"My Architect" Goes for the Gold

In a couple hours I'll be one of over 25 million people glued to their television sets to see how many Oscars Lord of the Rings is going to win in the 76th Academy Awards. But I'll admit that the Best Picture contest doesn't hold my attention this year - though my vote would go to Lost In Translation if I were a member of the Academy, partly because it's an underdog film, but also because it's an independent film, which I guess is what makes it an underdog. Instead I'll be waiting patiently through the enormous amounts of filler that occupy the ceremony every year for the Best Documentary category.

And the nominees are:

Balseros, the story of seven Cuban refugees in 1994,
Capturing the Friedmans, following the Friedman family after the father and son are charged with child molestation,
The Fog of War, Errol Morris's portrayal of Robert McNamara re-examining his role in the Vietnam War,
The Weather Underground, about a radical group in the late 1960s called The Weathermen,
My Architect: A Son's Journey, Nathaniel Kahn's five-year voyage to discover his father Louis I. Kahn's legacy, the subject of this post.



On a recent trip to New York City I caught My Architect at the Film Forum. The sold-out crowd, like me, seemed to find the film amusing and touching, as Nathaniel Kahn traveled from one Kahn building to another, talking with people who worked with his father before his death in 1974. Instead of going into the well-known circumstances behind Louis I. Kahn's death (found in a Pennsylvania Station bathroom and unknown for three days) or his made-for-TV-like personal life (three children from three women), I just wanted to comment on the film's portrayal of Kahn's architecture and the implications of the film's success, although the personal life of the architect is an inseparable part of his architecture and vice-versa.
##############################
▶ _WORK INSTRUCTION 1_:
List every film the post names as a nominee for Best Documentary.
▶ _WORK INSTRUCTION 2_:
Reproduce the passage of the post that begins at the words "In a couple" and ends after the words "Best Documentary category.".
The listing after the post plays no part in these tasks.
##############################
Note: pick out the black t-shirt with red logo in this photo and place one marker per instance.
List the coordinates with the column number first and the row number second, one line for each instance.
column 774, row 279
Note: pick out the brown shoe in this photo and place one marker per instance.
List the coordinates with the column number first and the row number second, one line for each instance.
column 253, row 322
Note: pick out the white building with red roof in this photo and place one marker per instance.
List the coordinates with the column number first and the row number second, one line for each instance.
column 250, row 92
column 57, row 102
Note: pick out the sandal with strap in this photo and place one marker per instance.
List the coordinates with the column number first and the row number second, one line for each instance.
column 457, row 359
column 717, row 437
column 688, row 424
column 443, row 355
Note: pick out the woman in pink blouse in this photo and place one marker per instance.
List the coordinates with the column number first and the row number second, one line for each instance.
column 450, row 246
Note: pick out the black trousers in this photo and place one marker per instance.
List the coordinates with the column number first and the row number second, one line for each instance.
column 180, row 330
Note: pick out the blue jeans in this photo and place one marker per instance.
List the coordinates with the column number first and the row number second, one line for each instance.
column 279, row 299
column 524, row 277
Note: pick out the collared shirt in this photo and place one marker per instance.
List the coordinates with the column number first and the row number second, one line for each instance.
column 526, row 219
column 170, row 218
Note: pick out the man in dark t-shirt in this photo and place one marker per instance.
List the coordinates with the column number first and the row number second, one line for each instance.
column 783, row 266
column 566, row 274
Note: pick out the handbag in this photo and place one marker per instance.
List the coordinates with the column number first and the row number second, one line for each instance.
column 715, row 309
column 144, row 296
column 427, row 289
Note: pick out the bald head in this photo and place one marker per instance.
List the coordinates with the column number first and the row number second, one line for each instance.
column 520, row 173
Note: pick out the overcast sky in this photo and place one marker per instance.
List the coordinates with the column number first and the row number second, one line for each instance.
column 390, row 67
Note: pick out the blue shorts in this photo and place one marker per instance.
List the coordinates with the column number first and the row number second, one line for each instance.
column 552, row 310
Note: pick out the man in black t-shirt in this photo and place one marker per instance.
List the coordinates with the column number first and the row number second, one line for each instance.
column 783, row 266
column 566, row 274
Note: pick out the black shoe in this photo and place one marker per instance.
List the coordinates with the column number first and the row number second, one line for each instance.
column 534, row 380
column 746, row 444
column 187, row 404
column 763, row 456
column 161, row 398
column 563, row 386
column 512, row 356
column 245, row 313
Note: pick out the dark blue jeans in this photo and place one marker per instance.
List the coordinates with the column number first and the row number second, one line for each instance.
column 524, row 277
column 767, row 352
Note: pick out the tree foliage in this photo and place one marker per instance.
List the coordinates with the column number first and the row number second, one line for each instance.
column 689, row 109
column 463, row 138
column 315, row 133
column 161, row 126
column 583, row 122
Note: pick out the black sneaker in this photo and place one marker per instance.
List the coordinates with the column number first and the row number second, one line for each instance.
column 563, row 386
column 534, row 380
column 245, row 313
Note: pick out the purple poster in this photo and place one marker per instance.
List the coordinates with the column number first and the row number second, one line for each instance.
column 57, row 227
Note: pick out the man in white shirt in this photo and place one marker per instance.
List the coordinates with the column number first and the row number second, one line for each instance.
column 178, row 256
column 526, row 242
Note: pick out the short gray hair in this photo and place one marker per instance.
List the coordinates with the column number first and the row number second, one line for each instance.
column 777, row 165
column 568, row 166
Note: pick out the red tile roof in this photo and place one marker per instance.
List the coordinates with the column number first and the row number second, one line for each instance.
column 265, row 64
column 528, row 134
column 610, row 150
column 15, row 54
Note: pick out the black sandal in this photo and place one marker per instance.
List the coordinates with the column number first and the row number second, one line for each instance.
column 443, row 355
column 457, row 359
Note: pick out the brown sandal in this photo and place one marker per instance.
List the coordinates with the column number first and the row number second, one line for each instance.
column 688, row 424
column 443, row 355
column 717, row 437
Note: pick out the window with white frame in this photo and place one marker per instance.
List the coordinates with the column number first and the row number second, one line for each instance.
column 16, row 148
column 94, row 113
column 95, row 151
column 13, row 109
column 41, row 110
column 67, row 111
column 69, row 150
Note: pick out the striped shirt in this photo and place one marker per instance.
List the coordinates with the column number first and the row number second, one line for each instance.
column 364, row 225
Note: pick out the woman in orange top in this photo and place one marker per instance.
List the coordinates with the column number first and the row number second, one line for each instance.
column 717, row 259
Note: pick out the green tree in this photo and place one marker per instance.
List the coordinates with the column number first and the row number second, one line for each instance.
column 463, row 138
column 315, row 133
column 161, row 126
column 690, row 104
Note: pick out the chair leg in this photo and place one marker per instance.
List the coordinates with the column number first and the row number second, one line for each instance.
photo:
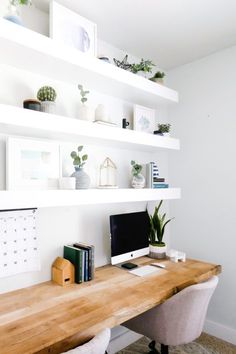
column 164, row 349
column 152, row 347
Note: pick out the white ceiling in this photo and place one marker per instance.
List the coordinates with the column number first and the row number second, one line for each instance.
column 169, row 32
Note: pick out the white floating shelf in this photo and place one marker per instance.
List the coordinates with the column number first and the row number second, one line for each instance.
column 28, row 50
column 60, row 198
column 24, row 122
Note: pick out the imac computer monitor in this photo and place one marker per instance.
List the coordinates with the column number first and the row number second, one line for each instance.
column 129, row 236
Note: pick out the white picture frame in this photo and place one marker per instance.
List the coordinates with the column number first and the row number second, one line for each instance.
column 69, row 28
column 144, row 119
column 32, row 164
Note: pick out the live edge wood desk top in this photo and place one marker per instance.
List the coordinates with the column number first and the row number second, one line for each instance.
column 48, row 318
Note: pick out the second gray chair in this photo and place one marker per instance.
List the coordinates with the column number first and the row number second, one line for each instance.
column 179, row 320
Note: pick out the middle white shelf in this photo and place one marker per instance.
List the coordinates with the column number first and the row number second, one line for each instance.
column 24, row 122
column 59, row 198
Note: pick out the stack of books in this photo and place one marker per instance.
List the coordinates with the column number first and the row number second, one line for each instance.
##############################
▶ _ANSWER SECTION 1_:
Balseros; Capturing the Friedmans; The Fog of War; The Weather Underground; My Architect: A Son's Journey

▶ _ANSWER SECTION 2_:
In a couple hours I'll be one of over 25 million people glued to their television sets to see how many Oscars Lord of the Rings is going to win in the 76th Academy Awards. But I'll admit that the Best Picture contest doesn't hold my attention this year - though my vote would go to Lost In Translation if I were a member of the Academy, partly because it's an underdog film, but also because it's an independent film, which I guess is what makes it an underdog. Instead I'll be waiting patiently through the enormous amounts of filler that occupy the ceremony every year for the Best Documentary category.